» **Complete the following**:
A: In the collation thread below, why would allowing three layers make search perform worse?
B: Write out the part of the collation thread below between "Three layers would" and "and their CEs.", inclusive.
C: Continue the collation thread below from the point where it stops.

-- START Given passage --

Consider supporting three layers of collation data for search collations

hsivonen commented 1 year ago

In sorting, there are two layers of data: The root collation and, optionally, a language-specific tailoring overlay.

In search, there are logically three layers of data: the root for sorting, a search root overlaid on that, and then, optionally, a language-specific tailoring.

However, the implementation only admits two layers, so for each language that's supposed to reuse its sort tailoring for searching, we end up generating a search tailoring that contains a merge of a copy of the search root and a copy of the sort tailoring for the language. This is obviously bad for data size.

An obvious solution would be to allow three layers: root, search root, and search tailoring. However, this would make search perform worse, since the common case would fall back twice.

(An alternative that I'm considering for Firefox in the context of ICU4C for the time being is to omit the search root when a search tailoring exists and to use the corresponding sort tailoring as-is. That is, for the Latin-script languages that have special rules about which diacritics not to ignore in diacritic-insensitive search, one would lose the fuzziness for the Arabic and Thai scripts. And modern Hangul, but I don't understand the use case for the modern Hangul bits in the search root.)

markusicu commented 1 year ago

Three layers would be easy in runtime lookups.

The trick is in the tailoring builder:

The root data is constructed with gaps for tailoring. When you sort after something, you can insert one or more new weights at any level without having to move root table weights for the order-following characters and their CEs.
The root data includes a table of CEs so that the tailoring builder can find the gaps.
The tailoring builder uses these gaps and optimizes for short weights. It does not leave further gaps.
For an intermediate search tailoring, we would need to subdivide gaps and still leave gaps for further tailoring. Somehow.
- Maybe for one intermediate layer: If we need to put N new weights into a gap, we could over-allocate by a factor of F, and actually use only N evenly space weights. We would also need to output a modified CEs table for finding further gaps for third-level tailorings.

@macchiati FYI

hsivonen commented 1 year ago

The issue of gaps in the builder phase is a problem in the general case in principle but, ignoring Hangul, not a present problem on CLDR trunk, right?

That is, the search root on CLDR trunk involves Thai-like scripts, the Arabic script, the Hangul script, and one symbol (Why aren't = and ≠ primary-different in the sort root?), and the search tailorings involve the Latin script or Hangul.

So ignoring Hangul, I'd expect the way the Latin-related tailorings use gaps not to collide with how Thai-like script, the Arabic script, or the one symbol use gaps in the root.

For Hangul, this comes back to what the use case for the Hangul bits in the search root is. If the search root didn't have tailorings for Hangul, it seems that the Korean search tailorings wouldn't try to use the same gaps.

markusicu commented 1 year ago

Outside of ICU4X we usually try to make code & data work according to the algorithms, not according to what the known data looks like right now. ICU4C/J allow users to build custom tailorings at build time and at runtime. It should be possible to tailor relative to something that is tailored in the intermediate root search.

hsivonen commented 1 year ago

The data size for search tailorings is pretty bad and ICU4X doesn't allow run-time tailoring. While I agree that in principle allowing arbitrary tailoring relative to the search root would be proper, I think it's relevant to consider what can be reasonably guessed about the future direction of CLDR and how the data size could be reduced.

-- END Given passage --
-- START Information shown --

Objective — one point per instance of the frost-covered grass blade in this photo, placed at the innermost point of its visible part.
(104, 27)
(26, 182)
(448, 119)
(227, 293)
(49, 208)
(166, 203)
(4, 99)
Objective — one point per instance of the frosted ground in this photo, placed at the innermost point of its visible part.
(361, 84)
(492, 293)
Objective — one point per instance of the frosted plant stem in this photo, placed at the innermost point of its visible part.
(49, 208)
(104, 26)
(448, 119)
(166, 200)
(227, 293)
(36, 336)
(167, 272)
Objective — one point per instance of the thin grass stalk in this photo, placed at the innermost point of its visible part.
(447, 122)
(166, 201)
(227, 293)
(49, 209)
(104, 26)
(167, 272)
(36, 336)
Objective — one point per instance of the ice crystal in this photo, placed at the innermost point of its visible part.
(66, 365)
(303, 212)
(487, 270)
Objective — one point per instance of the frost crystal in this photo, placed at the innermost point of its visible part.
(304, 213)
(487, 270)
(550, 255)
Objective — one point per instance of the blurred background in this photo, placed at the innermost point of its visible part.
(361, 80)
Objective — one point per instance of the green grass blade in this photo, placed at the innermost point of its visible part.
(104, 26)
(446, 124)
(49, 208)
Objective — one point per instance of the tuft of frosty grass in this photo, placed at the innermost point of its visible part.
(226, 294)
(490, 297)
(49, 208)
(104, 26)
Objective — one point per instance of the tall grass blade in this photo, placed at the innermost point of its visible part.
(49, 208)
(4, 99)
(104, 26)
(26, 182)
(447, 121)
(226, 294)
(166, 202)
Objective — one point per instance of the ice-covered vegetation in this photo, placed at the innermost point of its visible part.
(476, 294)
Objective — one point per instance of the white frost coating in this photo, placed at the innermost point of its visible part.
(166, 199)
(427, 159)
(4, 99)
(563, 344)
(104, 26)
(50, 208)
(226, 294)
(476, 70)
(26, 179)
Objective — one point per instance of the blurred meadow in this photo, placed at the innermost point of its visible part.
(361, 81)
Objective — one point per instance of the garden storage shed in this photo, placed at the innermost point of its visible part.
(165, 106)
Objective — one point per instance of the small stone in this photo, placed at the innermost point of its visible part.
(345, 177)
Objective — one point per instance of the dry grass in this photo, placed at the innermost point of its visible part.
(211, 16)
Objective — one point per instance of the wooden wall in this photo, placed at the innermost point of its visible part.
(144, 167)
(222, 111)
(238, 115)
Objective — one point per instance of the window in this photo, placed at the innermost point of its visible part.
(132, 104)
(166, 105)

-- END Information shown --
-- START Information shown --

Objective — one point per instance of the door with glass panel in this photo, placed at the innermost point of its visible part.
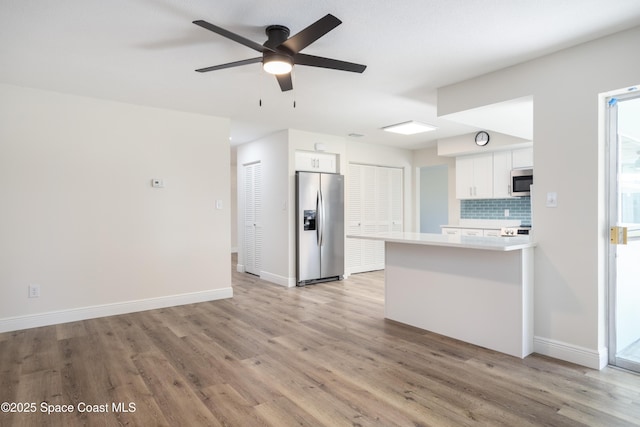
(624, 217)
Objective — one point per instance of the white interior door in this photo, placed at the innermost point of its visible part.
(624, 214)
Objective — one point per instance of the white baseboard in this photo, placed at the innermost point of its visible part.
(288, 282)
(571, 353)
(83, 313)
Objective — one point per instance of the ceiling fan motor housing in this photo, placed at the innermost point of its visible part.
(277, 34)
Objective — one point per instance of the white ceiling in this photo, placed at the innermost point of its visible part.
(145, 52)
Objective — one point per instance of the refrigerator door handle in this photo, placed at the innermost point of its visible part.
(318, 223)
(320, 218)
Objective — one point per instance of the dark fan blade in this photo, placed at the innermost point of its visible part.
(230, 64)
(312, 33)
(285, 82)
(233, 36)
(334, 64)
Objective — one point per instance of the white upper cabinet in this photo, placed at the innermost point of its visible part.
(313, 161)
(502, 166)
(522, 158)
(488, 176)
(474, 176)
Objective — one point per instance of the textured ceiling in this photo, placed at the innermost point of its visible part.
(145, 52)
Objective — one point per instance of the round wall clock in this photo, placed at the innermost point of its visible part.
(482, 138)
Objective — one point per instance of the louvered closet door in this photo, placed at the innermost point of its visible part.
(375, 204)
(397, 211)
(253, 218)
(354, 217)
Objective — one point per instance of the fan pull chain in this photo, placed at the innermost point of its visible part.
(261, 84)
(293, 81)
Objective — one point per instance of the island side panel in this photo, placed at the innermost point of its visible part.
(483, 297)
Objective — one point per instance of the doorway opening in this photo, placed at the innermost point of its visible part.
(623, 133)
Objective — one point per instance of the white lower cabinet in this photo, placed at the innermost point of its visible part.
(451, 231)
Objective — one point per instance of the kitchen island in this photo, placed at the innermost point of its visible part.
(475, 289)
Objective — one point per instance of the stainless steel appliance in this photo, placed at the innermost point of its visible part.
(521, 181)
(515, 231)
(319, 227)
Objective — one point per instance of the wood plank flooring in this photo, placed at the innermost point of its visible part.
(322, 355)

-- END Information shown --

» **Answers given**:
A: The common case would fall back twice.

B:
Three layers would be easy in runtime lookups.

The trick is in the tailoring builder:

The root data is constructed with gaps for tailoring. When you sort after something, you can insert one or more new weights at any level without having to move root table weights for the order-following characters and their CEs.

C:
I infer that historically sort tailorings for Latin-script languages that analyze technically accented letters as semantically base letters started being used for search and then later the search root was added mainly to make diacritic-insensitive search also insensitive to certain Arabic marks.

It seems to me that historically, script-specific things to into the search root, and the Latin-script is the script where things are language-specific. The two exceptions are: the Hebrew script (punctuation only; now hoisted to the sort root and, therefore, no longer a concern for search tailoring) and the Hangul script. I haven't seen the minutes for the 2010-09-29 CLDR meeting where the Hangul split seems to have been decided, but I suspect that the split of modern Hangul in the root and archaic Hangul in the Korean tailoring is a size-related compromise that breaks the principle that script-level things go into the search root and that leaves the search root in a weird state where there is a size cost to the root but the part that remains in the root doesn't serve a useful use case.

Furthermore, it looks like for the Latin-script languages, with the exception of Catalan and Slovak, the search collation is a combination of the search root and one of the sort tailorings. If the run-time part allowed three levels of data, it would make sense to use the exact sort tailoring data as one of the layers without moving things within the sort root gaps.

Therefore, I think it's relevant to speculate about the future of CLDR: Can it be expected that (apart from the Hangul split that doesn't seem to follow a principle of putting script-level things in the search root and that at least to me so for seems questionable in terms of use case backing) in future CLDR

Script-level search tailoring goes into the search root (with cross-script symbols treated as a script for the purpose of this item).
There won't be script-level search tailoring for the Latin script.
Apart from searchjl, language-level search tailoring will remain a Latin-script-only phenomenon.

?

Although the past isn't a guarantee of the future, so far it seems reasonable to expect this. If this can be expected, it would be a notable data size win to have up to three run-time layers of data, to have one copy of the search root, to build search-specific tailoring data exclusive of the search root data for Catalan and Slovak, for other Latin-script languages to load a sort tailoring as the search language tailoring data layer, and to figure out something Hangul-specific (possibly changing the semantics relative to current CLDR unless use case backing for the current state is shown).

hsivonen commented 1 year ago

Also, if the data design is such that it's possible to revert a given data entry to the current scheme (two layers: root + merged search root and search tailoring), the risk of the three-layer approach reduces to going back to larger data. That is, if a future version of CLDR had a weight allocation conflict between the search root and a language-specific tailoring, then that case could be built as current-style data that merges a copy of the search root and the language-specific tailoring.

That would still allow the data saving for the cases where such conflict doesn't arise.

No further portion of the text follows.